DESCRIPTION OF THE TASK: Count how many of the lines below contain the string "order", treating uppercase and lowercase as different, and reply with the number alone.

[[ SOURCE DATA open ]]

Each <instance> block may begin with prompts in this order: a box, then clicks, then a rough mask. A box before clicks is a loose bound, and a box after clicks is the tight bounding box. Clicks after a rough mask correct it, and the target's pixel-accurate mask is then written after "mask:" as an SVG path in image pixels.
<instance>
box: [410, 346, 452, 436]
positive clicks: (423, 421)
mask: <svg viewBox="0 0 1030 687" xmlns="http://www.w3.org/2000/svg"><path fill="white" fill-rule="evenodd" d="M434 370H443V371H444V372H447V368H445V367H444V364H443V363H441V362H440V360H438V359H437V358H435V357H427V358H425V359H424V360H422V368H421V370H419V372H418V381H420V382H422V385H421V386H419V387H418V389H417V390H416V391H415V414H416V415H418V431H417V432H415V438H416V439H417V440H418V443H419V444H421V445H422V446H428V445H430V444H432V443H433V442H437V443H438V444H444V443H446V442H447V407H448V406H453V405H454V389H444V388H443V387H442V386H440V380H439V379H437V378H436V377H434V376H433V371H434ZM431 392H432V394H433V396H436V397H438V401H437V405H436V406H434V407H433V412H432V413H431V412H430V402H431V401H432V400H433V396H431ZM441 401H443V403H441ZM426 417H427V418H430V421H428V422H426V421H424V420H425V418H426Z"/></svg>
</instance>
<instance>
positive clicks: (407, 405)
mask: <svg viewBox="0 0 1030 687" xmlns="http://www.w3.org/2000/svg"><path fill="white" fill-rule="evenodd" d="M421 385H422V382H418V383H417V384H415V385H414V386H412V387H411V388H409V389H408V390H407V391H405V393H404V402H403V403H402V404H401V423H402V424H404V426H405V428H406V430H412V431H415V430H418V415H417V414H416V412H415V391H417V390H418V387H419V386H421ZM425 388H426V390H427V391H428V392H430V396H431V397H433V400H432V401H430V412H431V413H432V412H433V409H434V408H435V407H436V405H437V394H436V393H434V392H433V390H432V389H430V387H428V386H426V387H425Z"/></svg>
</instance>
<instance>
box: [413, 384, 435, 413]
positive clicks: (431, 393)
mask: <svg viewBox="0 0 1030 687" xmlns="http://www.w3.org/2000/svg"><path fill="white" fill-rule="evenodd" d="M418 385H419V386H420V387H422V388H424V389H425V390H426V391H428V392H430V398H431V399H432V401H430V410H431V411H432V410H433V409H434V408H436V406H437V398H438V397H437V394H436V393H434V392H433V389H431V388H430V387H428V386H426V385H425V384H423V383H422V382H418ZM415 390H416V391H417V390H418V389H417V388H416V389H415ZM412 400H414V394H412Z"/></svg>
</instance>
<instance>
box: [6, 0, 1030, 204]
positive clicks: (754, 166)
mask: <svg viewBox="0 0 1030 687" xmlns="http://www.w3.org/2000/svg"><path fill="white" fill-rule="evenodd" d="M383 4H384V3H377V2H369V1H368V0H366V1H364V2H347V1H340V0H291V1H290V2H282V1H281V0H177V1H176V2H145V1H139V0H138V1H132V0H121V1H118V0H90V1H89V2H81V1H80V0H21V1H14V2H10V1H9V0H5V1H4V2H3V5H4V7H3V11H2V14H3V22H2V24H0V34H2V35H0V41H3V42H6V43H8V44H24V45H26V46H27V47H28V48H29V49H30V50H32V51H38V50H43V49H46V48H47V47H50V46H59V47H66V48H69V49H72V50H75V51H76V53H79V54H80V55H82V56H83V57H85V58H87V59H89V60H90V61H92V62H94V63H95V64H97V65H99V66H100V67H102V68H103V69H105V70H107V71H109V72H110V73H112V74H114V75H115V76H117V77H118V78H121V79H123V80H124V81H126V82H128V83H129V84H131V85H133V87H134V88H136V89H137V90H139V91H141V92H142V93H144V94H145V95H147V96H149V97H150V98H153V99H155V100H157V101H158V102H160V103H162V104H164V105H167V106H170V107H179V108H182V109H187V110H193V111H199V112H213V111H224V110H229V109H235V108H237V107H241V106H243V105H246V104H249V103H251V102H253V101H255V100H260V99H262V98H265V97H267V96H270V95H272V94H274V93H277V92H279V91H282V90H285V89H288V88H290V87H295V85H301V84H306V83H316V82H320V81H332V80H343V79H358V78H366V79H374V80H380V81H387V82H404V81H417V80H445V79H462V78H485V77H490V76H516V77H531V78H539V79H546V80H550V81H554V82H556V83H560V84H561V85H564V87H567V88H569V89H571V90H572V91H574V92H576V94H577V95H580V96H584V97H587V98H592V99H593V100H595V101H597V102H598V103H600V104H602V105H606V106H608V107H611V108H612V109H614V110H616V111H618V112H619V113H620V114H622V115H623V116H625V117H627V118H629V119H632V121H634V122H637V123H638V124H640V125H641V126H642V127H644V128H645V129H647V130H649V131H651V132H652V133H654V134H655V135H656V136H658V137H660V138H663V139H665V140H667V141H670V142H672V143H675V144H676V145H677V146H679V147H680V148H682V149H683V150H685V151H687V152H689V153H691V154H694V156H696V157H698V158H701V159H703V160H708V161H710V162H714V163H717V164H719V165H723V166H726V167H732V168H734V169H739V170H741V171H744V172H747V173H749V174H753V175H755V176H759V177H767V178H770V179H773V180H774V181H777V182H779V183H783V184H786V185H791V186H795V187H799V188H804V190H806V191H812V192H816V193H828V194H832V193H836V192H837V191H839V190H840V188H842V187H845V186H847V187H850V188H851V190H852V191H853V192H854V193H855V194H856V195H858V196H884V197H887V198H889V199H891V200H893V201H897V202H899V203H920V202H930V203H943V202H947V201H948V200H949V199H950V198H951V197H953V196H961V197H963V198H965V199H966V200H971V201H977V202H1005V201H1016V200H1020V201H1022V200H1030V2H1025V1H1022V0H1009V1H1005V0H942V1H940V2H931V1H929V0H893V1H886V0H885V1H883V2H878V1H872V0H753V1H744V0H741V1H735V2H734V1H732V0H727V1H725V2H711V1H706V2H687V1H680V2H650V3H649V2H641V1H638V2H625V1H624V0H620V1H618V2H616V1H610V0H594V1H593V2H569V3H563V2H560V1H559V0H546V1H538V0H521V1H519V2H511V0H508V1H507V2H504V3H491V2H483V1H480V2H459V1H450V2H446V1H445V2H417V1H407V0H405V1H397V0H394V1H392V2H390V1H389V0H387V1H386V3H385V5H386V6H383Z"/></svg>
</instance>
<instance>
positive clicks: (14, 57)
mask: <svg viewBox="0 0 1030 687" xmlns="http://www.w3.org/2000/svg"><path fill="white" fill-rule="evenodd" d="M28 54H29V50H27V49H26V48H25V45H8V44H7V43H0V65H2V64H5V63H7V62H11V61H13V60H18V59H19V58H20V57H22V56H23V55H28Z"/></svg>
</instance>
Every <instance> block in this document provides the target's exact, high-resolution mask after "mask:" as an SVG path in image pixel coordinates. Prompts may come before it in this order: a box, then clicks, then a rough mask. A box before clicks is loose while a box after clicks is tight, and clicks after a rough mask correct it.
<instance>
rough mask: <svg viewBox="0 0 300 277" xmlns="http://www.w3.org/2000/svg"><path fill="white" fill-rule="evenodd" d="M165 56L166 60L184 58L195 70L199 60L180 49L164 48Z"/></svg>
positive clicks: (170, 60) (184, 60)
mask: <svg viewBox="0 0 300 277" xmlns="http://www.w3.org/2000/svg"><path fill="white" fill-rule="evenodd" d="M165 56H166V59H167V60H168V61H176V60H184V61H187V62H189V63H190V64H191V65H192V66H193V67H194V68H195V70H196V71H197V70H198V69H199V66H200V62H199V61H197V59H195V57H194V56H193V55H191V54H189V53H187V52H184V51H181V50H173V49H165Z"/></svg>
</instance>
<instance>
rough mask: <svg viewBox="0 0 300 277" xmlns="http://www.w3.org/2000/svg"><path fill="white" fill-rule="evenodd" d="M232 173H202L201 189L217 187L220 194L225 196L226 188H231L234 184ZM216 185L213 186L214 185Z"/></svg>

[[ SOURCE DATA closed ]]

TASK ANSWER: 2